*EXCERPTED PASSAGE*
▽

Even when agencies disclose the changes made to the original draft during review, it is not always clear which changes were made at the behest of OIRA, and it can be nearly impossible to determine exactly when the changes were made and the reasons or motivations for the changes. This lack of adequate disclosure and thorough explanation is especially disconcerting given OIRA's tendency to weaken rules.

The documents that FDA disclosed illustrate this pattern. It was apparent from the drafts that "FDA thought testing was critical to effective preventive control programs and OMB made them take it out," David Plunkett of the Center for Science in the Public Interest told The Huffington Post. "It's OMB once again protecting corporate bottom lines at the expense of protection for public health," Plunkett also explained to Food Safety News.

Other important health and safety rules have suffered a similar fate during OIRA review. A rule regulating hazardous coal ash, proposed by the U.S. Environmental Protection Agency (EPA) in 2010, was significantly changed while under OIRA review. EPA's original draft offered one strong regulatory option but asked for public comment on alternatives. By the time the rule was published in the Federal Register, it included two co-proposals – EPA's original proposal and a weaker, presumably OIRA-supplied alternative proposal. Not surprisingly, industry continues to push for the weaker option, and there has still been no final action on the coal ash rule.

The Center for Progressive Reform issued a report in 2011 citing a number of recent examples of rules being weakened after industry groups lobbied OIRA. In one instance, the EPA dropped a key testing provision from its 2010 proposed lead paint rule after the home-renovation industry complained to OIRA. In another, air pollution standards were significantly weakened compared to EPA's original proposal to reduce costs.

Despite OIRA's dominating influence over agency rulemaking, its review process has been historically opaque. In a 2003 report, the U.S. Government Accountability Office (GAO) found that OIRA often made substantial changes to rules under review, but the review process was not well documented or clear. Although 400 rules were changed, returned, or withdrawn during the one-year period examined, GAO focused on 85 rules from health, safety, and environmental agencies. Of those 85 rules, 25 were significantly affected while undergoing OIRA review. For many rules, OIRA recommended that agencies remove or delay regulatory provisions and add compliance flexibility.

For example, at the behest of OIRA, the EPA:

  • Removed a substance from a list of hazardous constituents in a rule intended to identify hazardous wastes;
  • Delayed the compliance date for states to report pollution emissions; and
  • Added compliance alternatives and exemptions to rules seeking to minimize the adverse environmental impacts at power facilities that withdraw water from U.S. water bodies.

OIRA also returned a number of rules to agencies within the Department of Transportation, and others were withdrawn at OIRA's suggestion.

GAO also found that agencies often could not explain why changes were made to rules and observed that "agencies' docket files did not always provide clear and complete documentation of the changes made during OIRA's review or at OIRA's suggestion, as required by the executive order."

Conclusion

The public has a right to know how and why government agencies craft the standards they issue, especially when the process is being influenced by political and industry interests. FDA's release of documents for the preventative controls rule allowed the public to see how the rule the agency ultimately proposed differed from the draft rule it submitted to OIRA, but this is not enough. To truly improve accountability, agencies and OIRA should provide clear, complete explanations of what was changed, who recommended or influenced the change, and why.

△

[Data excerpts]
▽

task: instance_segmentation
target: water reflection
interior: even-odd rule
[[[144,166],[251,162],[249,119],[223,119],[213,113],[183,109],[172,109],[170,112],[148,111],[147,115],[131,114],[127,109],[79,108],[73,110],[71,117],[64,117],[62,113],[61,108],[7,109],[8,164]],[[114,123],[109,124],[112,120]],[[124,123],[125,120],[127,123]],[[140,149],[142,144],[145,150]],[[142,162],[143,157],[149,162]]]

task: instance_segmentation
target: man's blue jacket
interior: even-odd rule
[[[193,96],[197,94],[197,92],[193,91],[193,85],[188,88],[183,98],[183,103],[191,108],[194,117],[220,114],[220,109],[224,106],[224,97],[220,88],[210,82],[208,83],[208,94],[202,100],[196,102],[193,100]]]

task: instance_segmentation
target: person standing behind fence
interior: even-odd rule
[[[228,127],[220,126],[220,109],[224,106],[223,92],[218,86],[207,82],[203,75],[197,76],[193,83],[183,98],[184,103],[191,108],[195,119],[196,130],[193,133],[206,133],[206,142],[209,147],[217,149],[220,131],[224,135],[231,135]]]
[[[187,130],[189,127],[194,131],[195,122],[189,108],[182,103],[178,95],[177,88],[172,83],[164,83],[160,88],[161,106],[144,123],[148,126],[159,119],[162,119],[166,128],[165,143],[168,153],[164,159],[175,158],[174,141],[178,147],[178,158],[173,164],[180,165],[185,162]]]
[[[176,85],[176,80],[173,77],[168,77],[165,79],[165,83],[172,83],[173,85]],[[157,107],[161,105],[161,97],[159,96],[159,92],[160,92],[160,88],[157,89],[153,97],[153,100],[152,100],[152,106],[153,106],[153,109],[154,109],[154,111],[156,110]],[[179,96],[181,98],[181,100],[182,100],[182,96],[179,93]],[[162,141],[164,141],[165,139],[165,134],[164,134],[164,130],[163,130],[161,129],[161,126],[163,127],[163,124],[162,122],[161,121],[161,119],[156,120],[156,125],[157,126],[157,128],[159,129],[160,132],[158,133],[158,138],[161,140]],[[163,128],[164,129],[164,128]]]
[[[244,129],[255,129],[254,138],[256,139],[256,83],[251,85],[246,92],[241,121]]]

△

*TASK PROMPT*
Transcribe the part of the passage on OIRA review that opens with the words containing "Even when agencies" and closes with "Food Safety News.". The data excerpts are separate from the passage on OIRA review and stand apart from it.

*TASK SOLUTION*
Even when agencies disclose the changes made to the original draft during review, it is not always clear which changes were made at the behest of OIRA, and it can be nearly impossible to determine exactly when the changes were made and the reasons or motivations for the changes. This lack of adequate disclosure and thorough explanation is especially disconcerting given OIRA's tendency to weaken rules.

The documents that FDA disclosed illustrate this pattern. It was apparent from the drafts that "FDA thought testing was critical to effective preventive control programs and OMB made them take it out," David Plunkett of the Center for Science in the Public Interest told The Huffington Post. "It's OMB once again protecting corporate bottom lines at the expense of protection for public health," Plunkett also explained to Food Safety News.